TASK OBJECTIVE: Copy every one of the following rows word for word, but leave the pictures out of your copy.

DATA LISTING:
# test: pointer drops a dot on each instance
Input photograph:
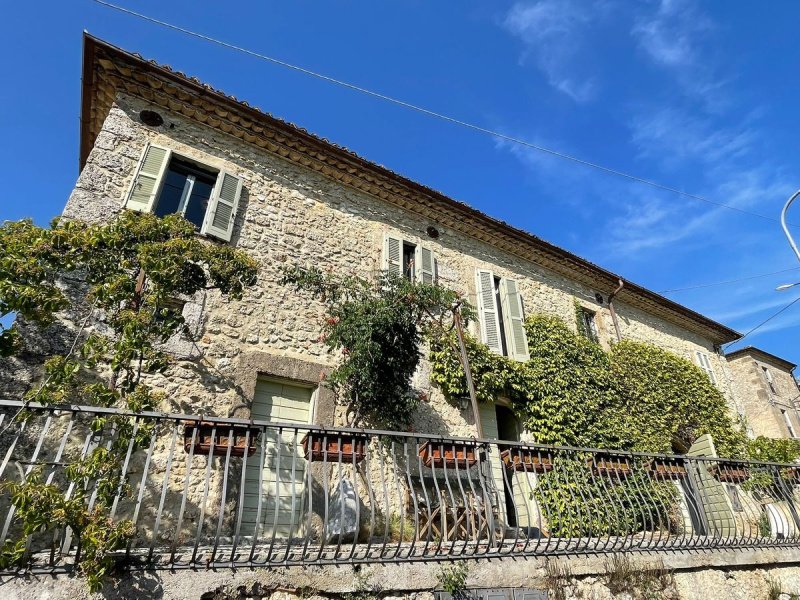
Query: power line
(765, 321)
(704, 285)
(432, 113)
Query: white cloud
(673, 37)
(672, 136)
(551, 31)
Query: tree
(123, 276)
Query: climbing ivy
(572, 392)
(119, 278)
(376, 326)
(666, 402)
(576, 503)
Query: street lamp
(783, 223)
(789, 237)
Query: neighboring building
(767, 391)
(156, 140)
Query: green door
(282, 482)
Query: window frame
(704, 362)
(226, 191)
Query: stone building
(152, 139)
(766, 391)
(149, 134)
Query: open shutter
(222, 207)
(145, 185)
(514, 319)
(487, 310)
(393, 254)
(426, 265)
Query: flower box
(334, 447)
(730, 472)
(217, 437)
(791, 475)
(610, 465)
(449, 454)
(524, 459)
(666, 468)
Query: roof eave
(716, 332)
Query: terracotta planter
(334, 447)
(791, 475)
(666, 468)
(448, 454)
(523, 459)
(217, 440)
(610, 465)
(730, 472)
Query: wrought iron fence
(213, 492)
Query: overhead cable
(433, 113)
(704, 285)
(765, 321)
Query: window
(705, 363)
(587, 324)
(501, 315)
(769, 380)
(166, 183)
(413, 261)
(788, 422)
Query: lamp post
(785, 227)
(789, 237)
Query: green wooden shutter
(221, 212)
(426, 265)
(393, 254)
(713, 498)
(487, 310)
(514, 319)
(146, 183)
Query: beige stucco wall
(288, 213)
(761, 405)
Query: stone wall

ANSWER BELOW:
# test: pointer drops a dot on each instance
Input photograph:
Query: power line
(765, 321)
(704, 285)
(432, 113)
Query: white cloud
(673, 37)
(672, 136)
(551, 31)
Query: tree
(123, 276)
Query: climbing ivy
(572, 392)
(119, 278)
(376, 326)
(666, 402)
(576, 503)
Query: street lamp
(783, 223)
(789, 237)
Query: neighboring building
(767, 391)
(156, 140)
Query: green door
(282, 482)
Query: window frame
(704, 362)
(226, 191)
Query: stone building
(152, 139)
(766, 391)
(149, 134)
Query: open shutter
(222, 207)
(145, 185)
(514, 319)
(487, 310)
(393, 254)
(426, 265)
Query: flower box
(334, 447)
(730, 472)
(217, 437)
(791, 475)
(610, 465)
(449, 454)
(524, 459)
(666, 468)
Query: roof eave
(716, 332)
Query: terracotta planter
(334, 447)
(791, 475)
(666, 468)
(448, 454)
(523, 459)
(217, 440)
(610, 465)
(730, 472)
Query: wrought iron fence
(213, 492)
Query: overhead cable
(433, 113)
(704, 285)
(765, 321)
Query: window
(705, 363)
(587, 324)
(501, 315)
(769, 380)
(166, 183)
(413, 261)
(788, 422)
Query: lamp post
(785, 227)
(789, 237)
Query: green wooden shutter
(221, 212)
(426, 265)
(393, 254)
(713, 498)
(487, 310)
(514, 319)
(146, 183)
Query: beige stucco wall
(288, 213)
(761, 405)
Query: stone wall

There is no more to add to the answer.